- EXCERPT TO READ
------

Well, it is better. I made three pizza’s with 00 (hint – best deal is at Whole Foods). The dough is harder to work with (Seems as if I had to use more water, particularly when balling the dough. Still trying to get the thickness more consistent all around. The taste is smoother in your mouth. I could not tell any difference in taste vs the conventional dough. Still trying to find the right temp to work the dough at. It’s easier when it’s a bit cooler (sticks less), seems to me. However, that is not what I think Tony is recommending

I’m not also trying the two stone method which Tony G recommends. I don’t like working in the indoor oven as much as the outdoor oven, but I can’t fit two stones on the grill.

I also used Semolina to help the pizza slide of my alum peel. It worked, as long as there was NO moisture seeping through a gap in the dough.

No revelations re toppings…but carmelized onions are a hit…and as always, brocolli rabe.IMG_2550

New Years Resolution – Make More Pizza!

------

- ENTRIES SHOWN
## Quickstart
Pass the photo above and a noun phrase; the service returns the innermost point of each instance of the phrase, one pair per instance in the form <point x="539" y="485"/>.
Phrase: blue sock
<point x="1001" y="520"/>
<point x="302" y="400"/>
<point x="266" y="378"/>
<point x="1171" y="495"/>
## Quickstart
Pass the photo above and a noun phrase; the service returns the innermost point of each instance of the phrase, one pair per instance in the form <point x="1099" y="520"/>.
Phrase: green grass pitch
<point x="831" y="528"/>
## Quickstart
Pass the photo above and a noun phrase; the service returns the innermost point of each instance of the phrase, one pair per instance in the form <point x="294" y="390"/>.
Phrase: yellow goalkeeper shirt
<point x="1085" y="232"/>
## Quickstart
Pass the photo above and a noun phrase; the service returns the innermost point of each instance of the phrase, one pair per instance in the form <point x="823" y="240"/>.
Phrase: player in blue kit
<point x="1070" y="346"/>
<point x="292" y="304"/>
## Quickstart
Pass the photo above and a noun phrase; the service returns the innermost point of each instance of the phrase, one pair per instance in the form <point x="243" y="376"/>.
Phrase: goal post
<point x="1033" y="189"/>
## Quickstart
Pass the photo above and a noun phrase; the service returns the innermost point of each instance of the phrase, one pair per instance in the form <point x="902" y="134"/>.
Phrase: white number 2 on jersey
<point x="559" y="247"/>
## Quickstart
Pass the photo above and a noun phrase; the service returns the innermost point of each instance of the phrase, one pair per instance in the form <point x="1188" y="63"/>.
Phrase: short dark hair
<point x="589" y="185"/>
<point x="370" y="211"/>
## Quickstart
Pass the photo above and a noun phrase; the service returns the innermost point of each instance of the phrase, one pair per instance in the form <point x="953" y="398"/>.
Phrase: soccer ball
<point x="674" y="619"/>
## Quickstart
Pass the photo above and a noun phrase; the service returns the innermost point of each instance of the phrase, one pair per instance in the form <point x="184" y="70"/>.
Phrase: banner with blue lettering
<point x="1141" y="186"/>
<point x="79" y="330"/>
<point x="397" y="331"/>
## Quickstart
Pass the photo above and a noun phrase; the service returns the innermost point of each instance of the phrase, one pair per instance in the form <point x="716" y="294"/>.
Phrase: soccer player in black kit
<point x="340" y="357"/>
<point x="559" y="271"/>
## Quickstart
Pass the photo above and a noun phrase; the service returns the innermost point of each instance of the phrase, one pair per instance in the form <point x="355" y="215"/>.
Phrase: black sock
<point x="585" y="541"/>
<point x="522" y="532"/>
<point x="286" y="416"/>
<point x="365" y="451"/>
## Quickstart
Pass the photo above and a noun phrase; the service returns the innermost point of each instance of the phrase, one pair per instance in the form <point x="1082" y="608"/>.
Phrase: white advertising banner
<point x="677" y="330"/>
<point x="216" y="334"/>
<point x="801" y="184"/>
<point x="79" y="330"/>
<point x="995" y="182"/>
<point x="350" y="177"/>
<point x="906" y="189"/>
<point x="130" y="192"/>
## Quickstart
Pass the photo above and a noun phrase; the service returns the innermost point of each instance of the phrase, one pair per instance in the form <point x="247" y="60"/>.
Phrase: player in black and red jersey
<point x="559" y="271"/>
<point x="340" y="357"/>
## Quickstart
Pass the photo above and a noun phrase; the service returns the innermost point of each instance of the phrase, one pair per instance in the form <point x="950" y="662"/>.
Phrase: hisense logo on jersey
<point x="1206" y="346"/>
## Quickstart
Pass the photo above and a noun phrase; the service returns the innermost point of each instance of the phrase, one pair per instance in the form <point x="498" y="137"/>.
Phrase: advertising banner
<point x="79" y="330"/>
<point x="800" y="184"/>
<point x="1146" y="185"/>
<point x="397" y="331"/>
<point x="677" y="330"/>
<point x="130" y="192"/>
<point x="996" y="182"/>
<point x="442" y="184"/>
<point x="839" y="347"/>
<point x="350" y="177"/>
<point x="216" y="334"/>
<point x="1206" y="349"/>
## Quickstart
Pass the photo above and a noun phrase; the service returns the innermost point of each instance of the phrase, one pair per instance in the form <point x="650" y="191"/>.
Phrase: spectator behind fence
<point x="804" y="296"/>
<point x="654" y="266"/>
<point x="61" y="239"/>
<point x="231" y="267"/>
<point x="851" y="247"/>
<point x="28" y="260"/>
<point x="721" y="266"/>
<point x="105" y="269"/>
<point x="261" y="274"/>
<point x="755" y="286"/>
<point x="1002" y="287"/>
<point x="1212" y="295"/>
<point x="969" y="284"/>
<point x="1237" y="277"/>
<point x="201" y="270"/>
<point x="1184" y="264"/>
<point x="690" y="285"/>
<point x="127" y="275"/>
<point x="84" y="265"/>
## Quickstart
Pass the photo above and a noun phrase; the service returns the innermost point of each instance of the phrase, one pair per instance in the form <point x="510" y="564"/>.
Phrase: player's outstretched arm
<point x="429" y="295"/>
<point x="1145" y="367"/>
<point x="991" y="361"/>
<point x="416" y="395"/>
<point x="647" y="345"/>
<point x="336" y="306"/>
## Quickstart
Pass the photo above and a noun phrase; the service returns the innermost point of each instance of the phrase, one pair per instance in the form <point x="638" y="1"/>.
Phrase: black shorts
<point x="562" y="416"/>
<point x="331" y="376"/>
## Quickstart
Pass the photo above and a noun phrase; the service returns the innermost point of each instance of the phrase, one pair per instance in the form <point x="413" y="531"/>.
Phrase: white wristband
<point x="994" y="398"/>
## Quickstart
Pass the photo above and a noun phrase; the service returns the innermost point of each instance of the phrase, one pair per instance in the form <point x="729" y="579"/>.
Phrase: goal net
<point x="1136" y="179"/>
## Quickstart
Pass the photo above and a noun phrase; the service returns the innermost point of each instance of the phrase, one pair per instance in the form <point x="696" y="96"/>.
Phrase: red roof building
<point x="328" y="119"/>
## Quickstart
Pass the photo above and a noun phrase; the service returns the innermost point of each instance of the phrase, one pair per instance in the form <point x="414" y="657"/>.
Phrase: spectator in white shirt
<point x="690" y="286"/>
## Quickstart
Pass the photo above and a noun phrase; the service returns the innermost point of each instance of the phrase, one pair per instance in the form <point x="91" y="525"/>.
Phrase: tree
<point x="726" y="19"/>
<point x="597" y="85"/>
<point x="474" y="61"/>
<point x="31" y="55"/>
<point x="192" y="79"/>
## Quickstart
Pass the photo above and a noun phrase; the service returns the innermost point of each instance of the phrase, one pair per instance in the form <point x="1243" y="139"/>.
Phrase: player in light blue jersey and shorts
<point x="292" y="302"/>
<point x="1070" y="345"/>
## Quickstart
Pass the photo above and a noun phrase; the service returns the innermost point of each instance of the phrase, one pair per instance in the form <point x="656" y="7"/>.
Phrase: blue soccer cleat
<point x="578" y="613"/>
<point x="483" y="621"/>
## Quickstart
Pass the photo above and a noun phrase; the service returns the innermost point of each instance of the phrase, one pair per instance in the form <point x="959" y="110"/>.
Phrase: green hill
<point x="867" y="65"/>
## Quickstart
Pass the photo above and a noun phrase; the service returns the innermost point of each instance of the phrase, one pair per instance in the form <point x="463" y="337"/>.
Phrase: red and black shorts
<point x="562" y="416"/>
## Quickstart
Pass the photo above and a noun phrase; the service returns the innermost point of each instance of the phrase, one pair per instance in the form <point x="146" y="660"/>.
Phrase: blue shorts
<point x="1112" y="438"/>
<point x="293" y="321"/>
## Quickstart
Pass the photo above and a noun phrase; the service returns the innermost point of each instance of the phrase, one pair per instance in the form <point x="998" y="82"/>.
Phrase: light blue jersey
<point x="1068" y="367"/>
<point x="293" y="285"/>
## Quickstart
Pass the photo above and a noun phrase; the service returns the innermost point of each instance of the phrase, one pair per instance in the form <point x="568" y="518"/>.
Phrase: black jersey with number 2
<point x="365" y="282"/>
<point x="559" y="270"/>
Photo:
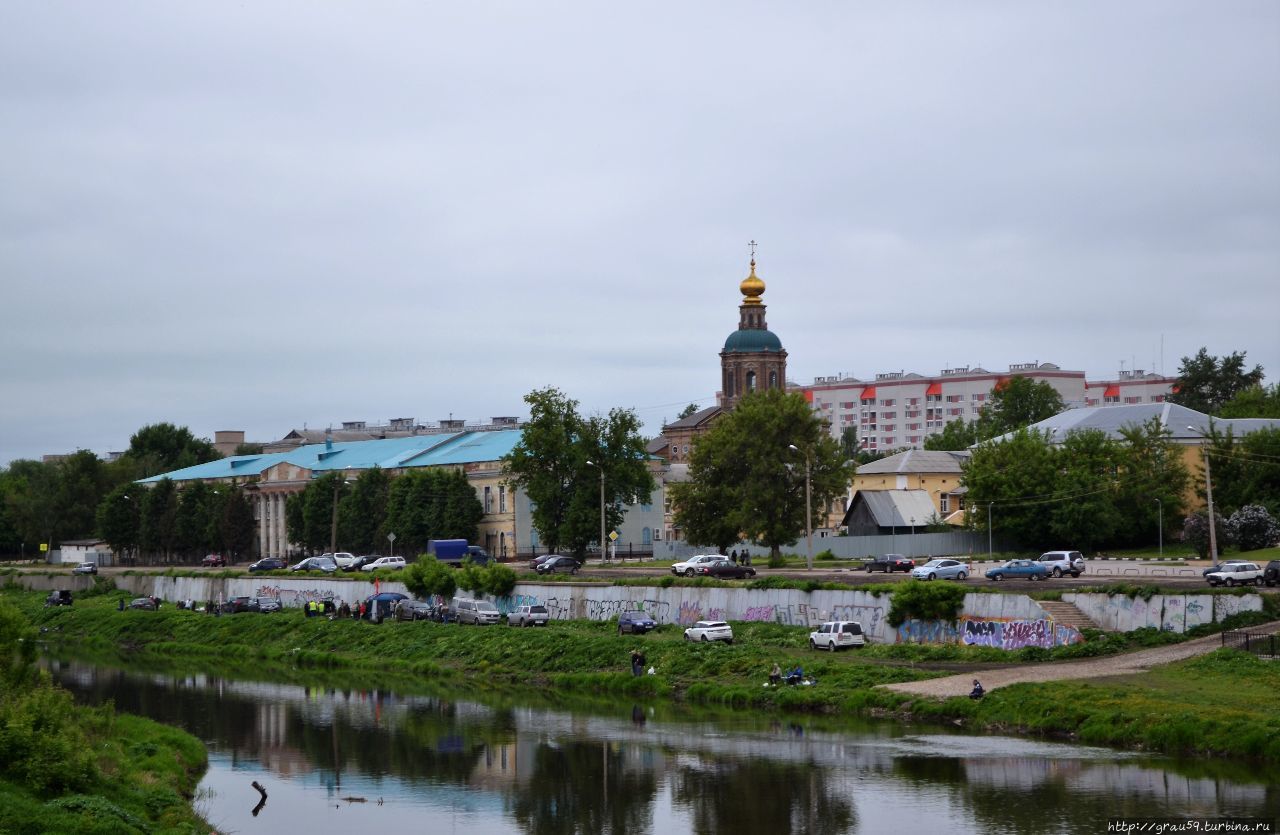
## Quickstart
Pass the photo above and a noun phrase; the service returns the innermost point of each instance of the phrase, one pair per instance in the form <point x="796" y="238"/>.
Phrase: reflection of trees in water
<point x="584" y="788"/>
<point x="763" y="795"/>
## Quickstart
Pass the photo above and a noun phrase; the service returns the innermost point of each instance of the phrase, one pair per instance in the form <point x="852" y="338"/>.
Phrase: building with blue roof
<point x="506" y="529"/>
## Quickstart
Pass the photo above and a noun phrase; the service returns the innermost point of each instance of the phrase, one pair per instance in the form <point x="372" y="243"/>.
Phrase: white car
<point x="1235" y="574"/>
<point x="384" y="562"/>
<point x="941" y="570"/>
<point x="835" y="634"/>
<point x="708" y="630"/>
<point x="689" y="567"/>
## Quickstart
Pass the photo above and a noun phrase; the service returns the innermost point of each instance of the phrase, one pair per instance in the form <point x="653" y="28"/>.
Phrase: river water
<point x="348" y="760"/>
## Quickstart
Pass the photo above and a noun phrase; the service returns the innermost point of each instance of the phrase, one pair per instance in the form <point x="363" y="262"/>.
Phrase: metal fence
<point x="1264" y="646"/>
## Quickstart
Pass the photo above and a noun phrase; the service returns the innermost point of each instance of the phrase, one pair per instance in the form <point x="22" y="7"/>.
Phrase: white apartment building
<point x="901" y="409"/>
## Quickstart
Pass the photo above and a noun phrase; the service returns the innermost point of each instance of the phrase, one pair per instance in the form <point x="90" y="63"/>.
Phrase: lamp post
<point x="808" y="506"/>
<point x="600" y="468"/>
<point x="1208" y="497"/>
<point x="1161" y="529"/>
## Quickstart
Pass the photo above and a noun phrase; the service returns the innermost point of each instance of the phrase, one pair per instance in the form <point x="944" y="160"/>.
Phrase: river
<point x="350" y="760"/>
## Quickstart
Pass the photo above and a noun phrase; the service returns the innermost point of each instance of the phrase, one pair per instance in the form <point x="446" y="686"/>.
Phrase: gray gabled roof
<point x="892" y="509"/>
<point x="1185" y="425"/>
<point x="917" y="461"/>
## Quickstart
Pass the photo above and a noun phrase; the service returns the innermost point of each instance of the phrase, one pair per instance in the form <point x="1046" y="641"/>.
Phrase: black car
<point x="414" y="610"/>
<point x="59" y="597"/>
<point x="725" y="570"/>
<point x="888" y="564"/>
<point x="560" y="565"/>
<point x="635" y="623"/>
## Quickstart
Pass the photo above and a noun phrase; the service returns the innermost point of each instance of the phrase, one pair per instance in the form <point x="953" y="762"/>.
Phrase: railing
<point x="1265" y="646"/>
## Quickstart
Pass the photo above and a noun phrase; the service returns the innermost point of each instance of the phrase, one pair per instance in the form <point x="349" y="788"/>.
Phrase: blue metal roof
<point x="388" y="453"/>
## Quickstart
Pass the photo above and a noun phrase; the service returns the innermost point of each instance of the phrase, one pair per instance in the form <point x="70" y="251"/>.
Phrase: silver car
<point x="941" y="570"/>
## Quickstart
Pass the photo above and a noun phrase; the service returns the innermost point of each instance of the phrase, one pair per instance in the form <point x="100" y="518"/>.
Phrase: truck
<point x="456" y="552"/>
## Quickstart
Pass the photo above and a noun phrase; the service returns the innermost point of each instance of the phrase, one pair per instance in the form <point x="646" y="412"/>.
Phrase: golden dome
<point x="752" y="287"/>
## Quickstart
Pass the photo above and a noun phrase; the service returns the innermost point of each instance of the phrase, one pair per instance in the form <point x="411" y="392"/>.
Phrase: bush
<point x="1252" y="528"/>
<point x="926" y="601"/>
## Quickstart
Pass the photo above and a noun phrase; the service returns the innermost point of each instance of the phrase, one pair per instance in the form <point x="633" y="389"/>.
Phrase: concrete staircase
<point x="1066" y="615"/>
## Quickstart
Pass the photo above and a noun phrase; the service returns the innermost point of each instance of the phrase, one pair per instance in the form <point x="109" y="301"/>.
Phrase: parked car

------

- EXERCISES TO COMPLETE
1 – In the pizza post, what did the writer use to help the pizza slide off the peel?
2 – Rewrite the part of the pizza post that opens with the words containing "Well, it is" and closes with "in the dough.", putting "cornmeal" where "Semolina" appears.
The rows have nothing to do with the pizza post.

- SOLUTIONS IN ORDER
1 – Semolina.

2 –
Well, it is better. I made three pizza’s with 00 (hint – best deal is at Whole Foods). The dough is harder to work with (Seems as if I had to use more water, particularly when balling the dough. Still trying to get the thickness more consistent all around. The taste is smoother in your mouth. I could not tell any difference in taste vs the conventional dough. Still trying to find the right temp to work the dough at. It’s easier when it’s a bit cooler (sticks less), seems to me. However, that is not what I think Tony is recommending

I’m not also trying the two stone method which Tony G recommends. I don’t like working in the indoor oven as much as the outdoor oven, but I can’t fit two stones on the grill.

I also used cornmeal to help the pizza slide of my alum peel. It worked, as long as there was NO moisture seeping through a gap in the dough.